═════ 抜粋テキスト
見出し画像

総特集 『ミッシェリーの魔法 ‐1928年、ラジオジャック‐』って何だ!

公社流体力学の最新作『ミッシェリーの魔法‐1928年、ラジオジャック‐』が上演される。

5/14、6/3、6/10
(会場:インストールの途中だビル401号室 インストジオ)
各、14時・18時30分開演(開場受付は30分前)
料金2000円
5/14回は昼夜両方、初日割で1000円。
6/3の14時回はアフタートークで萩田&公社

上演時間1時間30分
予約
 
20世紀初頭に活躍した劇作家・演出家ミッシェリー・K・ブラントン。
常識を覆す破天荒な喜劇を次々発表し、魔法使いと呼ばれ時代の寵児となった。そんな彼女は何故!ラジオ局で立てこもり事件を起こしたのか。
数々の歴史事実、演劇・ジャズ・映画等20世紀カルチャー史、
そしてミッシェリー作品の再現を組み込んだ、演劇史エンターテイメント。



今や飛ぶ鳥を落とす人気劇団東京にこにこちゃん主宰、萩田頌豊与さんがミッシェリーの伝記をもとに書いた小説

これを原作に
第10回せんがわ劇場演劇コンクールグランプリ受賞団体であるこの私が作り上げる新たな一人芝居。滅茶苦茶叫んで走るタイプの芝居(にしたい)。
 美少女至上主義をテーマに活動している私が、この演劇界の魔法使いに一体どんな美少女性を見出したのか。ミッシェリーの美少女性を男一人芝居でどこまで引き出せるか。
 
初日の二公演は半額1000円、6/3の14時回は萩田さんとのアフタートークあり。
 
とはいえだ、名前は知ってるが見たことない劇団の一角に入りつつある団体があらすじと軽めの紹介したところでどれだけ影響があるのか。ということで、より深ぁく解説をしようじゃないか。

ミッシェリー・K・ブラントンって誰でしょう?

1880年に生まれた劇作家・演出家。(アインシュタインの1歳下、カフカの3歳上)
══════════
═════ 掲載項目
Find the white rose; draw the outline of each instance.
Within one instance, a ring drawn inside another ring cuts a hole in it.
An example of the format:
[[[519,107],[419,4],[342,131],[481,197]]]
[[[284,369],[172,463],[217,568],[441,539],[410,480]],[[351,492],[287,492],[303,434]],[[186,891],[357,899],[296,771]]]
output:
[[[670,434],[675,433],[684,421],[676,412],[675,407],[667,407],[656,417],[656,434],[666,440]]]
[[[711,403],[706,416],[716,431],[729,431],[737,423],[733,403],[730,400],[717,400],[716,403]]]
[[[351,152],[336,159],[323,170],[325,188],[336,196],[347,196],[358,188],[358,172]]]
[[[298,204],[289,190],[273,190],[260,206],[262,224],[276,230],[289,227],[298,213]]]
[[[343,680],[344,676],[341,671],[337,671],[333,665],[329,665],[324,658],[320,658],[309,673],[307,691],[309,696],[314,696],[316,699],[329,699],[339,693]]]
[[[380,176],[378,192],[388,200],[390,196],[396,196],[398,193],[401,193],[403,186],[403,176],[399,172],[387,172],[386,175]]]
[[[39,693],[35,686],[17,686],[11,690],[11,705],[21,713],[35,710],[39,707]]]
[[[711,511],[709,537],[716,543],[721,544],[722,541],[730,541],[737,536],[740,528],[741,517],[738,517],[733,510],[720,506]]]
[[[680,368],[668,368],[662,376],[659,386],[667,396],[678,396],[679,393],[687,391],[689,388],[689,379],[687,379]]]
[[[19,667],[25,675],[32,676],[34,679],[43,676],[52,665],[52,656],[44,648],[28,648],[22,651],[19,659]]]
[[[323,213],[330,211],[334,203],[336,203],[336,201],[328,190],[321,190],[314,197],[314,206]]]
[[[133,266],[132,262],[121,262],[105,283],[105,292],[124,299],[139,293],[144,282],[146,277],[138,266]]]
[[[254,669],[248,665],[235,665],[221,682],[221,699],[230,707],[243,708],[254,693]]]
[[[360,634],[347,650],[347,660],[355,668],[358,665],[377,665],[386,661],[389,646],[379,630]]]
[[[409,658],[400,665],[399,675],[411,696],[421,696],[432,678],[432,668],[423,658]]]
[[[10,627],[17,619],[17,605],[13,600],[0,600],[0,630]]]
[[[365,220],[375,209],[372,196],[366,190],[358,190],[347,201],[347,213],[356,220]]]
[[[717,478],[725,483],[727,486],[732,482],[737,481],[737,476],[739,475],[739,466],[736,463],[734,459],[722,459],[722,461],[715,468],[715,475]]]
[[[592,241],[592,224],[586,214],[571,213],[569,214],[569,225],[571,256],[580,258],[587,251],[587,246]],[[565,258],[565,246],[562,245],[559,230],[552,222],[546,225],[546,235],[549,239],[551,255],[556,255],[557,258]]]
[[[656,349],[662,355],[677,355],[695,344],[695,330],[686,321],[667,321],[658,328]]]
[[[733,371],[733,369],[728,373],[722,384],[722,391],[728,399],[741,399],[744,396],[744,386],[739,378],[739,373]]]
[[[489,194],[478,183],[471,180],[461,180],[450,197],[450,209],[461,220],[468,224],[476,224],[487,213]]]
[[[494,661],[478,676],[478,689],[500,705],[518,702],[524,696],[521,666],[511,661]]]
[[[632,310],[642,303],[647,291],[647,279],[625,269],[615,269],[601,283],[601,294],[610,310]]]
══════════
═════ 掲載項目
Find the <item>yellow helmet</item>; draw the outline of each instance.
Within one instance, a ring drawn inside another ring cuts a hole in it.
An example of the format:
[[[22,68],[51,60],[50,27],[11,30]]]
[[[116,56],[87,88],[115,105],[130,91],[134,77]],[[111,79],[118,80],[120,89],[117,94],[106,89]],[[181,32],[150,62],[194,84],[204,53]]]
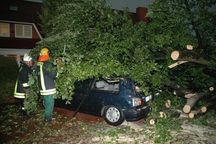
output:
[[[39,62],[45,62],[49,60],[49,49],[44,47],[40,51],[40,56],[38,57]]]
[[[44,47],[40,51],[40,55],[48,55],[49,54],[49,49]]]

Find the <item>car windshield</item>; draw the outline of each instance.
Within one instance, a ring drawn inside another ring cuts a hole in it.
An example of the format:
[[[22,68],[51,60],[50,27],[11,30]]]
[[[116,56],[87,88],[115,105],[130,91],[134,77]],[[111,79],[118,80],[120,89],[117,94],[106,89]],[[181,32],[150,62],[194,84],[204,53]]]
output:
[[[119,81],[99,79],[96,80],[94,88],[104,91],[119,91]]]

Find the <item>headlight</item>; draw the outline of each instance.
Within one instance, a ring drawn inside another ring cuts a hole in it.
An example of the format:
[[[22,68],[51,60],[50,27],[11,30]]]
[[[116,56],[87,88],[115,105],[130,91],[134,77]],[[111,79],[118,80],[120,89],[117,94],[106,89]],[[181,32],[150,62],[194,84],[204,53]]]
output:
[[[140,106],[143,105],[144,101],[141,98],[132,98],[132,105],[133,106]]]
══════════
■ 課題一覧
(1) 公演告知文に載っている公演日をすべて挙げて。
(2) 公演告知文の「公社流体力学の最新作『ミッシ」から「てこもり事件を起こしたのか。」までをそのまま書き写して。

■ 各課題の解答
(1) 5/14、6/3、6/10

(2)
公社流体力学の最新作『ミッシェリーの魔法‐1928年、ラジオジャック‐』が上演される。

5/14、6/3、6/10
(会場:インストールの途中だビル401号室 インストジオ)
各、14時・18時30分開演(開場受付は30分前)
料金2000円
5/14回は昼夜両方、初日割で1000円。
6/3の14時回はアフタートークで萩田&公社

上演時間1時間30分
予約
 
20世紀初頭に活躍した劇作家・演出家ミッシェリー・K・ブラントン。
常識を覆す破天荒な喜劇を次々発表し、魔法使いと呼ばれ時代の寵児となった。そんな彼女は何故!ラジオ局で立てこもり事件を起こしたのか。